### Your goal
Please reproduce the interview on chlordecone screening word for word, everything from "Erasing 76 Crimes: How" down to "was unanimously accepted.".

That’s why my father asked me if I’d been tested the last time I was in Guadeloupe, but since I live in France all year round, I told him it was out of the question to pay 130 euros for a test in Paris, and that we had to fight for free screening for all West Indians living in [Paris] who may have been exposed to chlordecone at different stages of their lives in the West Indies. Chlordecone does not discriminate on the basis of sexual orientation.
Erasing 76 Crimes: How were you able to translate your aspirations into a political proposal put to the vote?
Pierrette: We organized a conference on May 31, dedicated to the public health issue of free chlordecone screening, for West Indians living in the Paris region as well as in France.
To this end, Alice Coffin and Laurent Sorel (a native of Martinique), who are Paris councillors, undertook to translate our aspirations into a vow that we co-wrote together, before submitting it to a vote by Parisian elected representatives on June 8. The wish was unanimously accepted.
It was very moving, because it’s also the culmination of struggles that have been waged by grassroots activists for several years in the French West Indies. And at the same time, it’s an action that benefits all Afro-Caribbean people living here in Paris.

### Extracted data
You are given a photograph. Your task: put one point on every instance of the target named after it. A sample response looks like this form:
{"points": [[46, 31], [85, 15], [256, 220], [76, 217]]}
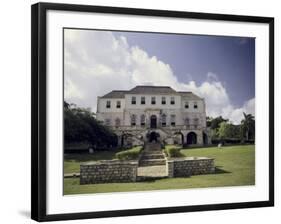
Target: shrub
{"points": [[173, 152], [130, 154]]}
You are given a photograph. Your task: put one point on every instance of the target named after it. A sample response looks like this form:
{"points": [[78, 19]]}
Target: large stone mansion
{"points": [[154, 113]]}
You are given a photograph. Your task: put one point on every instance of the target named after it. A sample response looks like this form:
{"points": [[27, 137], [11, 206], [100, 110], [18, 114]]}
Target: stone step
{"points": [[153, 146], [153, 156], [152, 151], [152, 162], [148, 178]]}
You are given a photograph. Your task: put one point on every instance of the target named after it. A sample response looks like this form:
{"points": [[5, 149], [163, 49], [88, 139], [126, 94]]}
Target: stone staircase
{"points": [[152, 155]]}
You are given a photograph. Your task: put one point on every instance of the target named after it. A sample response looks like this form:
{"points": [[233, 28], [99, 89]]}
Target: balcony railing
{"points": [[167, 127]]}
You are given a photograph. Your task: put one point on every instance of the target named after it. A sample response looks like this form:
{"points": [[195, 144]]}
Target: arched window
{"points": [[186, 121], [196, 122], [117, 122], [142, 120], [133, 120], [163, 120], [173, 119], [107, 122]]}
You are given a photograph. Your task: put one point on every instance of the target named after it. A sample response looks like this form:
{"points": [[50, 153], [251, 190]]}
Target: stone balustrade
{"points": [[184, 167], [108, 171]]}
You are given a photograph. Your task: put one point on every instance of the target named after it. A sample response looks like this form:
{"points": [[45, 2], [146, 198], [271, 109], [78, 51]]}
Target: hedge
{"points": [[173, 152]]}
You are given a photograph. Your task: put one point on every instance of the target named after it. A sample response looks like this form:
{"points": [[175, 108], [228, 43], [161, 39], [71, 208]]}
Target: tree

### Answer to the problem
Erasing 76 Crimes: How were you able to translate your aspirations into a political proposal put to the vote?
Pierrette: We organized a conference on May 31, dedicated to the public health issue of free chlordecone screening, for West Indians living in the Paris region as well as in France.
To this end, Alice Coffin and Laurent Sorel (a native of Martinique), who are Paris councillors, undertook to translate our aspirations into a vow that we co-wrote together, before submitting it to a vote by Parisian elected representatives on June 8. The wish was unanimously accepted.